Request> Find all lines in the material below that contain the word "every" and copy each of them. Only matches with the same upper and lower case count.

Data shown>
***

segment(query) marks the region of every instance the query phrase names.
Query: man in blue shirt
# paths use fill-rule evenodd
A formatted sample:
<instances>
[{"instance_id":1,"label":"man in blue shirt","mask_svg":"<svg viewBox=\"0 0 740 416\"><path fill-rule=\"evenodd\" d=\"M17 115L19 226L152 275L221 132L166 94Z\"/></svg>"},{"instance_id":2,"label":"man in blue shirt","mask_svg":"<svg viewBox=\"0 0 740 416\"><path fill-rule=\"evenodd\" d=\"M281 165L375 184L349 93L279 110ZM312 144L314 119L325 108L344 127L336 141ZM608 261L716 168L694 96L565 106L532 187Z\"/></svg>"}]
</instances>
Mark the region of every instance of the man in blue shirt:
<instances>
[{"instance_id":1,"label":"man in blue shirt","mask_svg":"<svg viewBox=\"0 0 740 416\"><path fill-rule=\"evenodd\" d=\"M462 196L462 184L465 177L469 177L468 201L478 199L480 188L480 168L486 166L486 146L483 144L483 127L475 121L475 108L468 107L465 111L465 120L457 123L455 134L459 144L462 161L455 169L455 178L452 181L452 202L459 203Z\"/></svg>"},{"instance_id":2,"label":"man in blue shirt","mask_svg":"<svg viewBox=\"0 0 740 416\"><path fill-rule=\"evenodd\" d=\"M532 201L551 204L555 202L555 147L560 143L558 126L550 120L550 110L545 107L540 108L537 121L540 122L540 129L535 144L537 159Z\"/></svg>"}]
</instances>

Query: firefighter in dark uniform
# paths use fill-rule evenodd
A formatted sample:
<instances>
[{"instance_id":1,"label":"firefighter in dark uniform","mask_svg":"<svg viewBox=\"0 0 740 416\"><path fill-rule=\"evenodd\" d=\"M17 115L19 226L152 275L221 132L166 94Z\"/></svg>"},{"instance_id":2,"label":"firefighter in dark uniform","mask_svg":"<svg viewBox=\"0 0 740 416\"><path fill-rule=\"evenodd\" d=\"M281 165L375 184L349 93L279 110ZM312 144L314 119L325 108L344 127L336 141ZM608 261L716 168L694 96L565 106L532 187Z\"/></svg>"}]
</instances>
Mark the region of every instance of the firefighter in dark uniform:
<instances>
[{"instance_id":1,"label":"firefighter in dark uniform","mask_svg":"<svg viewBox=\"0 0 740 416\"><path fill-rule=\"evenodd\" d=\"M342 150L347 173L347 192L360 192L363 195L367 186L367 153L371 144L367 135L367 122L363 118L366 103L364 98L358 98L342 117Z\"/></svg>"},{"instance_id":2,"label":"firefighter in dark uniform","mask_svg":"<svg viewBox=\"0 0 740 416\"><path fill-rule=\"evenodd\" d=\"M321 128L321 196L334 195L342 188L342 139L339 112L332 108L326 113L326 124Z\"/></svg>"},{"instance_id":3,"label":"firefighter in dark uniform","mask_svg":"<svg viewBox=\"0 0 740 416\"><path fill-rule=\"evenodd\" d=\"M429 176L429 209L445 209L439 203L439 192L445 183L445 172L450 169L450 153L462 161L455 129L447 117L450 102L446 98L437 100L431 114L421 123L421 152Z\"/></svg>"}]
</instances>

***

Output of the task>
segment(query) marks the region of every instance the query phrase names.
Mark the region of every instance of the man in blue shirt:
Mark the region of every instance of the firefighter in dark uniform:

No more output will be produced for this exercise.